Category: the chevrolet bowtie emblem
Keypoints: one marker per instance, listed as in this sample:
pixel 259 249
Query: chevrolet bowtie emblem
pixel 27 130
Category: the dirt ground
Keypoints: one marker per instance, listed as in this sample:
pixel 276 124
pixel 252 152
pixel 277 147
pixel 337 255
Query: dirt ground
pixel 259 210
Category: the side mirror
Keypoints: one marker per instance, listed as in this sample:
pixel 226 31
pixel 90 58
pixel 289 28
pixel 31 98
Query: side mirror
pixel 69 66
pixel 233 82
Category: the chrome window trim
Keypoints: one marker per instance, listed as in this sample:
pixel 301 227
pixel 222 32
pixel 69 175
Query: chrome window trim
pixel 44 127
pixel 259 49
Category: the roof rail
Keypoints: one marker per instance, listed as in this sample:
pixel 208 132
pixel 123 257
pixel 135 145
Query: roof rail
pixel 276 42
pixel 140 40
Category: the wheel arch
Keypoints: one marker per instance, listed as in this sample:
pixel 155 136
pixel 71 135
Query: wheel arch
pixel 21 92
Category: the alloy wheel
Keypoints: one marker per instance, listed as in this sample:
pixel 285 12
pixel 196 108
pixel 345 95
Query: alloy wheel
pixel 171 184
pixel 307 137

★ ★ ★ ★ ★ ★ ★

Every line in the listing above that mentions "Category" should be returned.

• Solution below:
Category: the chevrolet bowtie emblem
Category: the dirt ground
Category: the side mirror
Category: the chrome window trim
Category: the roof rail
Category: the wheel arch
Category: the alloy wheel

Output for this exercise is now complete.